> [Task brief]: Please rewrite the rows below, replacing "each instance" with "every instance" each time it appears and leaving everything else unchanged.

** begin Data to use **

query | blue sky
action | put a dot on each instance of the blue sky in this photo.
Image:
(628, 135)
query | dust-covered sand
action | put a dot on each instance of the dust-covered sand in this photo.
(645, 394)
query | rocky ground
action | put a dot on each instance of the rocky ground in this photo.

** end Data to use **

> [Task solution]:
query | blue sky
action | put a dot on every instance of the blue sky in this photo.
Image:
(628, 135)
query | dust-covered sand
action | put a dot on every instance of the dust-covered sand in this photo.
(645, 394)
query | rocky ground
action | put a dot on every instance of the rocky ground in this photo.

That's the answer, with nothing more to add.